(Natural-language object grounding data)

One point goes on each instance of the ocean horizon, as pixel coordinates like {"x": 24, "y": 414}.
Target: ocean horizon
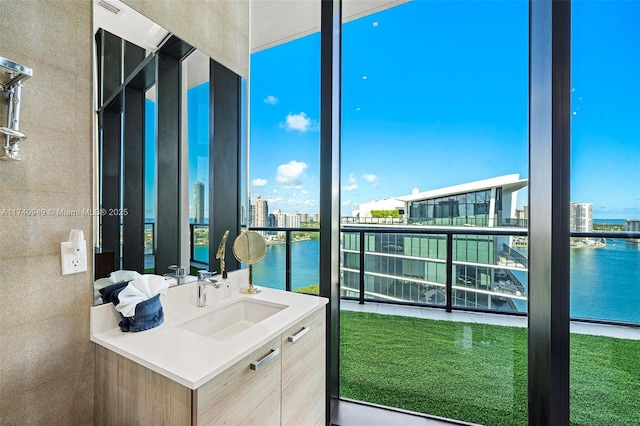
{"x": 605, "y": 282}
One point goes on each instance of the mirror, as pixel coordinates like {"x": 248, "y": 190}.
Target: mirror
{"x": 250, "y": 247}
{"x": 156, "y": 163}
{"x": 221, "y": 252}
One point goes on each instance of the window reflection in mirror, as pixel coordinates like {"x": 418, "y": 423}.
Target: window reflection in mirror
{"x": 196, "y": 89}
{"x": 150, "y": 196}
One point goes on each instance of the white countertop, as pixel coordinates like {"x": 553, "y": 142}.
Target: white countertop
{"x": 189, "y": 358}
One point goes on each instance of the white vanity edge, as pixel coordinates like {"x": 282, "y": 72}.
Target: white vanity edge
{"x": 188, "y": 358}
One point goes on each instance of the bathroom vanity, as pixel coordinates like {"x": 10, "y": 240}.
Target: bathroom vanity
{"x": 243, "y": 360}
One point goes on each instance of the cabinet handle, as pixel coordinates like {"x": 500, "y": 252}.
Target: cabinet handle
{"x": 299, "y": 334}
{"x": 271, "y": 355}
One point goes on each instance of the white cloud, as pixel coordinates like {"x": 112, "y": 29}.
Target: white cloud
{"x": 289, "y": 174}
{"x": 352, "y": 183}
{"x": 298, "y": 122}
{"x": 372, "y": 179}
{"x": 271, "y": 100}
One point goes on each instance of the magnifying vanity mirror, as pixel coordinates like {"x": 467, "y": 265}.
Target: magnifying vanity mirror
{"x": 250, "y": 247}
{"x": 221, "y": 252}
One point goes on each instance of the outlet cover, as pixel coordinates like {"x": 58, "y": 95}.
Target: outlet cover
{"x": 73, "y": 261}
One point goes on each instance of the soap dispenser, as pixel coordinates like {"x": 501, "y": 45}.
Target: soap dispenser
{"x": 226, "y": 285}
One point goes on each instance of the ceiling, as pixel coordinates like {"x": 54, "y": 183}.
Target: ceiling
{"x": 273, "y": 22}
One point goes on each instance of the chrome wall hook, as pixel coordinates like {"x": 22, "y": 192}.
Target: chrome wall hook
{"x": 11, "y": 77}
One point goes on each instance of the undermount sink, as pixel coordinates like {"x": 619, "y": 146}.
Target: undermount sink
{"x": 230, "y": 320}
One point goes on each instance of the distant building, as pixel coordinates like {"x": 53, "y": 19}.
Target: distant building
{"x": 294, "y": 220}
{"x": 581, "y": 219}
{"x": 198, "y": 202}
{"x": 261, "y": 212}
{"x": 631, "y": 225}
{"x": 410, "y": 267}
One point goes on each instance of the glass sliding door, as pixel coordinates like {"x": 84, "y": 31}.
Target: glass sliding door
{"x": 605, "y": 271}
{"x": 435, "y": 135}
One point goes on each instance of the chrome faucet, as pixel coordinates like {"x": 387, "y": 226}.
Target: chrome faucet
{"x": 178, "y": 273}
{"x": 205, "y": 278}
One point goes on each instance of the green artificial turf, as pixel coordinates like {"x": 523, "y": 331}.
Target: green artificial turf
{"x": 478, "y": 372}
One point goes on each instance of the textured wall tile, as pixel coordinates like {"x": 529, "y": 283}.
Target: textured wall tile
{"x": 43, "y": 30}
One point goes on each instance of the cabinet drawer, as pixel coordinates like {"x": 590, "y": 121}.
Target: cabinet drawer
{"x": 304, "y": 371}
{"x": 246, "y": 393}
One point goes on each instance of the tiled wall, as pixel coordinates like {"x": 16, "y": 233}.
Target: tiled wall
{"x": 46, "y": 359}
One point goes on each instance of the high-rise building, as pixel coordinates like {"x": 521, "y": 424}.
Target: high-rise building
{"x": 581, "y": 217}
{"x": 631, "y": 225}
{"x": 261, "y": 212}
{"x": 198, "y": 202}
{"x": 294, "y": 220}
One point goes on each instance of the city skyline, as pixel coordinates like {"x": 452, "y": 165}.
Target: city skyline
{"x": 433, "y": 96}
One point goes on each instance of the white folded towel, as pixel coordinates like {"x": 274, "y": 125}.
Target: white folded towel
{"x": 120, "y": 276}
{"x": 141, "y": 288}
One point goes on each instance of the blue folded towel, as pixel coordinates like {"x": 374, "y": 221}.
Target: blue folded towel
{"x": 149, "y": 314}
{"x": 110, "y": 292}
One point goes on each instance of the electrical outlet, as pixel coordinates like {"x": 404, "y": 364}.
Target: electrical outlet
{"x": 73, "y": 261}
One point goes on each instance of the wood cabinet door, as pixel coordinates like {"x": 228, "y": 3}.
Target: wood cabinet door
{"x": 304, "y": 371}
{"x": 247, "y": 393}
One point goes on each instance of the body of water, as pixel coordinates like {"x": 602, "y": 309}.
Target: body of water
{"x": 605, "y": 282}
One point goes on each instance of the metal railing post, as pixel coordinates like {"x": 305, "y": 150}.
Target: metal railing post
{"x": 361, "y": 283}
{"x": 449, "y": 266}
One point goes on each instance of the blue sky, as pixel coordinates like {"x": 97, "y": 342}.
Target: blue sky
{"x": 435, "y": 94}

Task:
Send back the entries above exactly. Skip the images.

Written response:
One point goes on each instance of the ocean horizon, as pixel coordinates like {"x": 24, "y": 414}.
Target: ocean horizon
{"x": 605, "y": 282}
One point goes on each instance of the mirror, as pixel coordinates like {"x": 248, "y": 190}.
Target: mirror
{"x": 250, "y": 247}
{"x": 156, "y": 163}
{"x": 221, "y": 252}
One point goes on each instance of the window reflection in mirror, as pixel coordinates like {"x": 418, "y": 423}.
Target: window reflection in mirror
{"x": 196, "y": 89}
{"x": 150, "y": 196}
One point goes on each instance of the white countertop, as pixel coordinates like {"x": 553, "y": 142}.
Target: white countertop
{"x": 189, "y": 358}
One point goes on each instance of the white vanity edge, as pixel coordinates like {"x": 282, "y": 72}.
Target: white vanity edge
{"x": 188, "y": 358}
One point goes on each instance of the bathroom vanity, as pixel coordinates like {"x": 10, "y": 240}.
Target: bathroom vanity
{"x": 243, "y": 360}
One point goes on each instance of the cabinet handle, as pixel coordinates like {"x": 500, "y": 252}.
Target: cabinet handle
{"x": 299, "y": 334}
{"x": 271, "y": 355}
One point goes on each instance of the white cloud, as pixel coordinates like {"x": 112, "y": 29}.
Target: white cloud
{"x": 289, "y": 174}
{"x": 352, "y": 183}
{"x": 298, "y": 122}
{"x": 372, "y": 179}
{"x": 271, "y": 100}
One point goes on each instance of the magnifying vanity mirror, as pixel coordinates like {"x": 467, "y": 265}.
Target: magnifying vanity mirror
{"x": 250, "y": 247}
{"x": 221, "y": 252}
One point goes on each instance of the outlet cover, as pixel coordinates like {"x": 58, "y": 95}.
Target: outlet cover
{"x": 73, "y": 261}
One point goes on each instance of the soap dispenser, as pixel coordinates like {"x": 501, "y": 45}.
Target: soap dispenser
{"x": 226, "y": 285}
One point goes on each instance of the ceiling, as pixel coordinates like {"x": 54, "y": 183}.
Target: ceiling
{"x": 273, "y": 22}
One point goes on each instance of the chrome wall hook, as pixel coordinates like {"x": 22, "y": 192}.
Target: chrome wall hook
{"x": 11, "y": 77}
One point goes on each instance of the undermount sink, as pixel coordinates like {"x": 619, "y": 146}.
Target: undermount sink
{"x": 230, "y": 320}
One point goes on each instance of the distant building, as pixel coordinates like {"x": 53, "y": 19}.
Target: distant building
{"x": 294, "y": 220}
{"x": 581, "y": 219}
{"x": 198, "y": 202}
{"x": 261, "y": 212}
{"x": 631, "y": 225}
{"x": 410, "y": 267}
One point goes on each instance of the glass sliding door, as pixel coordinates like {"x": 84, "y": 31}.
Target: glass sliding door
{"x": 605, "y": 271}
{"x": 435, "y": 135}
One point goes on each instance of the chrome faucet, as pixel coordinates like {"x": 387, "y": 226}.
Target: chrome faucet
{"x": 178, "y": 273}
{"x": 205, "y": 278}
One point goes on each instance of the green artificial turf, as pixel coordinates like {"x": 523, "y": 331}.
Target: green artificial turf
{"x": 478, "y": 372}
One point goes on each instance of the textured wall tile, as pixel coordinates like {"x": 529, "y": 283}.
Target: textured wall tile
{"x": 43, "y": 30}
One point goes on each instance of the cabinet drawer, as pixel coordinates like {"x": 590, "y": 121}.
Target: cabinet drawer
{"x": 304, "y": 371}
{"x": 246, "y": 393}
One point goes on each instance of the tiled wall, as pixel coordinates like {"x": 16, "y": 233}.
Target: tiled wall
{"x": 46, "y": 359}
One point goes on each instance of the high-rise building, as pixel coordinates like {"x": 521, "y": 424}.
Target: high-rise building
{"x": 581, "y": 217}
{"x": 631, "y": 225}
{"x": 261, "y": 212}
{"x": 198, "y": 202}
{"x": 294, "y": 220}
One point goes on each instance of the city skyline, as pixel coordinates like {"x": 452, "y": 165}.
Target: city skyline
{"x": 433, "y": 96}
One point goes on each instance of the white folded towel, as pixel coordinates like {"x": 274, "y": 125}.
Target: white folded towel
{"x": 120, "y": 276}
{"x": 141, "y": 288}
One point goes on each instance of the blue folded towel, as pixel coordinates like {"x": 374, "y": 221}.
Target: blue folded towel
{"x": 149, "y": 314}
{"x": 110, "y": 292}
One point goes on each instance of the electrical outlet, as pixel coordinates like {"x": 404, "y": 364}.
Target: electrical outlet
{"x": 73, "y": 261}
One point goes on each instance of the wood cabinet door, as pixel coordinates like {"x": 228, "y": 3}.
Target: wood cabinet door
{"x": 304, "y": 371}
{"x": 247, "y": 393}
One point goes on each instance of the body of water, as pixel coordinates like {"x": 602, "y": 309}.
Target: body of water
{"x": 605, "y": 282}
One point goes on each instance of the metal railing post, as pixel coordinates like {"x": 305, "y": 150}.
Target: metal railing post
{"x": 361, "y": 283}
{"x": 449, "y": 266}
One point goes on each instance of the blue sky, as pixel coordinates like {"x": 97, "y": 342}.
Target: blue sky
{"x": 435, "y": 94}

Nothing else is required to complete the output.